# Instructions to follow
All lines from the one containing "of the eyeglass" through the final line of the material below must appear exactly as they are, with nothing else.

# Available records
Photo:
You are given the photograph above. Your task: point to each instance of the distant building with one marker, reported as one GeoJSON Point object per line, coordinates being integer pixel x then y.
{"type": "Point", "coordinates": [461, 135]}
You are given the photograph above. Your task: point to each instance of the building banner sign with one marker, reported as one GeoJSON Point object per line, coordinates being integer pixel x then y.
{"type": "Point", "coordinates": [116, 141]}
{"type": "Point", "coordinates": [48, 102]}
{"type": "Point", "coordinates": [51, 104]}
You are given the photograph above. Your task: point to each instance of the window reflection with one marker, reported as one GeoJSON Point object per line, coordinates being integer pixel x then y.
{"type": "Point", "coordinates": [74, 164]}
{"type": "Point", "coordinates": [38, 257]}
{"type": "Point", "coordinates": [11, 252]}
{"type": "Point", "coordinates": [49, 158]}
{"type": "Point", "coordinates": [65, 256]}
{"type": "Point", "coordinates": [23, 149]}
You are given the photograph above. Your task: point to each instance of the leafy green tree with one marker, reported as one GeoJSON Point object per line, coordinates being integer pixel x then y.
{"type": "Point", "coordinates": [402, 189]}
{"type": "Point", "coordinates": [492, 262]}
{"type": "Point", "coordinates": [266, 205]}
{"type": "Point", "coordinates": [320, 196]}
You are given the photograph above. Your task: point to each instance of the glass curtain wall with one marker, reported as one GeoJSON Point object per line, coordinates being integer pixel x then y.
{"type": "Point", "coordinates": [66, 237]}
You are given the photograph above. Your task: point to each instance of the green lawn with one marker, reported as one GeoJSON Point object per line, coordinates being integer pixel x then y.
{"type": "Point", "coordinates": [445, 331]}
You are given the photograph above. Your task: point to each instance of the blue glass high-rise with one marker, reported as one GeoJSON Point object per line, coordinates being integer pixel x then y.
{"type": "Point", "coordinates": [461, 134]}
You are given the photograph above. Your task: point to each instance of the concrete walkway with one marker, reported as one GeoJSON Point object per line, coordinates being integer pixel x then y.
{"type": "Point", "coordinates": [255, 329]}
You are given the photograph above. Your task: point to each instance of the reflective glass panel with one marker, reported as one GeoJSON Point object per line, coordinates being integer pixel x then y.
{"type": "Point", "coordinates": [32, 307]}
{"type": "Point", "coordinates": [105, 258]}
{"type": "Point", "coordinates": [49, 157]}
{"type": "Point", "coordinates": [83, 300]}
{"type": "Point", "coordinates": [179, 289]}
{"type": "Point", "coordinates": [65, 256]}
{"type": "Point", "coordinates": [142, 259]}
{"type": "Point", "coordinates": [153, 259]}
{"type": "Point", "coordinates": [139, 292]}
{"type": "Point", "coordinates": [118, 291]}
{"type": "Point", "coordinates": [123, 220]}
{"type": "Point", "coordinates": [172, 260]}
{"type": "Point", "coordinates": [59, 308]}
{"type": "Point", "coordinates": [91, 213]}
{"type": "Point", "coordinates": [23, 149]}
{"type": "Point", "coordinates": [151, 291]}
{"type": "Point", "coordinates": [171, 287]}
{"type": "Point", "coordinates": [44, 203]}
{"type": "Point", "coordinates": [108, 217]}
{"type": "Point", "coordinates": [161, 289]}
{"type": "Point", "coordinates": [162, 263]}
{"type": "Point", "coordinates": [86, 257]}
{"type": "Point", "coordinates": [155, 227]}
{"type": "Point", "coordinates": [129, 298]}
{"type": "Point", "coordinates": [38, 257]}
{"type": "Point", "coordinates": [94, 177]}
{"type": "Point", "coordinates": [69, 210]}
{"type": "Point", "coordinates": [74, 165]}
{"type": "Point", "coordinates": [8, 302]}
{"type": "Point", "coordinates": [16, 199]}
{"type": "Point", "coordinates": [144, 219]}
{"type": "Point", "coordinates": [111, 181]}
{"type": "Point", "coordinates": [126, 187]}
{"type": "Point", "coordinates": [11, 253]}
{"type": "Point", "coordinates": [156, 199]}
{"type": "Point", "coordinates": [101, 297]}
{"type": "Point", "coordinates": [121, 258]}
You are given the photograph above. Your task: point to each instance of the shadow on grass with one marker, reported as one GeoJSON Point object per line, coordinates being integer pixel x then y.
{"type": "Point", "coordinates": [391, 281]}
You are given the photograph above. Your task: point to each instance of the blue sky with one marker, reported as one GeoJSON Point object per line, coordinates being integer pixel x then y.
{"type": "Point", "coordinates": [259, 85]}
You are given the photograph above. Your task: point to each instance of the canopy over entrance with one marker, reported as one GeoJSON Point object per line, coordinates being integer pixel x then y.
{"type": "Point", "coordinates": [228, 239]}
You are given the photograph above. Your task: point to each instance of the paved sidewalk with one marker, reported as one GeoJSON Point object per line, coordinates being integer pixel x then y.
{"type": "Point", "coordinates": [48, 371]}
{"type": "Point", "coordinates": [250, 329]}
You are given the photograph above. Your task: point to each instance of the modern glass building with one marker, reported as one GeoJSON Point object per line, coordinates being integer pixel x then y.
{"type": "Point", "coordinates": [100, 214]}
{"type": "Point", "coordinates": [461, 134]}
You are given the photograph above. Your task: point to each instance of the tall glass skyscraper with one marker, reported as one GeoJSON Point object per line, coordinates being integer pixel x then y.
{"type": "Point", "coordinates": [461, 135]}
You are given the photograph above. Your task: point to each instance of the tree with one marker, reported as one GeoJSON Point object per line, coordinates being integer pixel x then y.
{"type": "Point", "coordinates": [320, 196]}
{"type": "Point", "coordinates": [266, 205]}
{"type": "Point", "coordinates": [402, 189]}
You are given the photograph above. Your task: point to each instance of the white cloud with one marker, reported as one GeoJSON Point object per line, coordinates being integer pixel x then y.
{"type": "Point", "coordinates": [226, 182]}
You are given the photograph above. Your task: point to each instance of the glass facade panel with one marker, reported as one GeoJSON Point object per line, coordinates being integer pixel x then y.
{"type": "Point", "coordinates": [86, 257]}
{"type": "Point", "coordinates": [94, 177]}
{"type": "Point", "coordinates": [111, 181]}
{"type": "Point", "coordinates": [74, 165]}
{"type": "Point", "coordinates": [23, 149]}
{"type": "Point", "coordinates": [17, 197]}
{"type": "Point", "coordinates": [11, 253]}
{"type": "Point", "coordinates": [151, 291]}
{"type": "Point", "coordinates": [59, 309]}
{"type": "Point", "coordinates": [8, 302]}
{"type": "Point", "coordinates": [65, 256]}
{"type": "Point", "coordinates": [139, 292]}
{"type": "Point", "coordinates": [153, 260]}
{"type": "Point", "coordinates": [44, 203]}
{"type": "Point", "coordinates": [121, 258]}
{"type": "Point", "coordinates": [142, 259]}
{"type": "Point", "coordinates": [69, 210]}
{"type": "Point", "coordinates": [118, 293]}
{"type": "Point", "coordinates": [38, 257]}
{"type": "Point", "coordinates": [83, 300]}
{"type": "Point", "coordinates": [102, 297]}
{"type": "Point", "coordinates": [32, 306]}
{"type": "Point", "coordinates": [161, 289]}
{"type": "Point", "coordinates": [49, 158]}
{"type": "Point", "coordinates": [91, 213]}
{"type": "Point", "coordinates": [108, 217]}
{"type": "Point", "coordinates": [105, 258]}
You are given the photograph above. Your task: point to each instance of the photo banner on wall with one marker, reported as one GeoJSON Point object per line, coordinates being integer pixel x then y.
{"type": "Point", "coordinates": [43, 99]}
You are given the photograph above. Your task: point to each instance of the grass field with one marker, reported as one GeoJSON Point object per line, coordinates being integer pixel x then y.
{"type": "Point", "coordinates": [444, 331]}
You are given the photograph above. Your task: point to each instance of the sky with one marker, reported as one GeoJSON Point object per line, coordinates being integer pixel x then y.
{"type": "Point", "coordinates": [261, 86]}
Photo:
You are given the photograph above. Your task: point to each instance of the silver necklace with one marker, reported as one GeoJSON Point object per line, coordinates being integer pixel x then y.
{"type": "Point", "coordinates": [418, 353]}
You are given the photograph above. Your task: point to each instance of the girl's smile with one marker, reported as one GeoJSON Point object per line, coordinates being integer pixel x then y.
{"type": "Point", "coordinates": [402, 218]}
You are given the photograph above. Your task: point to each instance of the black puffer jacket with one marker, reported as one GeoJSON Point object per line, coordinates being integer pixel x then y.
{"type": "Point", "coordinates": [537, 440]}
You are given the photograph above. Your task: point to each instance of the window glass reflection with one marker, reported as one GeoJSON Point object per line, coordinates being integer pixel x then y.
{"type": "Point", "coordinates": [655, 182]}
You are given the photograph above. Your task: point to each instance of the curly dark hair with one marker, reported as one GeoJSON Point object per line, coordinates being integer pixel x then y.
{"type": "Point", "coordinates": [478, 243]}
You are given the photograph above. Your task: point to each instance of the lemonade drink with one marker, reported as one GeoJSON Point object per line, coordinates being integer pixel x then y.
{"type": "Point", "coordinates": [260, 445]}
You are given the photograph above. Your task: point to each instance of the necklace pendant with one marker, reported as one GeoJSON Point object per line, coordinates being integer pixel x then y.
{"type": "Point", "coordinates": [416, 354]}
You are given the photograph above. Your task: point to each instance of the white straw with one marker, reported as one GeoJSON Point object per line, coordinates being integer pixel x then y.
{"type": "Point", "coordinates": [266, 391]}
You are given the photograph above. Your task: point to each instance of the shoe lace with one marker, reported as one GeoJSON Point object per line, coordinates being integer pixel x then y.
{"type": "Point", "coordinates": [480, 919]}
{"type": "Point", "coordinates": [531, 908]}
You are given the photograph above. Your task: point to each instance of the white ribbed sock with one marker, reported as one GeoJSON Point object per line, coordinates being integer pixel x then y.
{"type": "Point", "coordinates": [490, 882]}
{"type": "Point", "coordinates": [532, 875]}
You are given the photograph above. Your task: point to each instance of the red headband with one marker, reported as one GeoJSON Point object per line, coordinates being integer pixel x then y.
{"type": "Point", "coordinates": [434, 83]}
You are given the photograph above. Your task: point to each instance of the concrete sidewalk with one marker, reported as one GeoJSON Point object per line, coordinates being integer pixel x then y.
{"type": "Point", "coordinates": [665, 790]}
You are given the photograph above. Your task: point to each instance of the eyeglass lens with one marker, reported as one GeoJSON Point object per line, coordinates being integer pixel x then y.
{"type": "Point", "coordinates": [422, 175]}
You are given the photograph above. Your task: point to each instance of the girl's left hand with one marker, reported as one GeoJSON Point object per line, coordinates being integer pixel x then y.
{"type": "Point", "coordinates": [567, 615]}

# Response for this exercise
You are given the photograph above. Your task: point to each instance of the eyeglass lens with one marker, reported as one GeoJSON Point object per line, coordinates being integer pixel x then y.
{"type": "Point", "coordinates": [422, 175]}
You are given the photograph above. Your task: point to each instance of the girl's left hand with one marker, reported as one GeoJSON Point object per line, coordinates being integer pixel x then y.
{"type": "Point", "coordinates": [567, 615]}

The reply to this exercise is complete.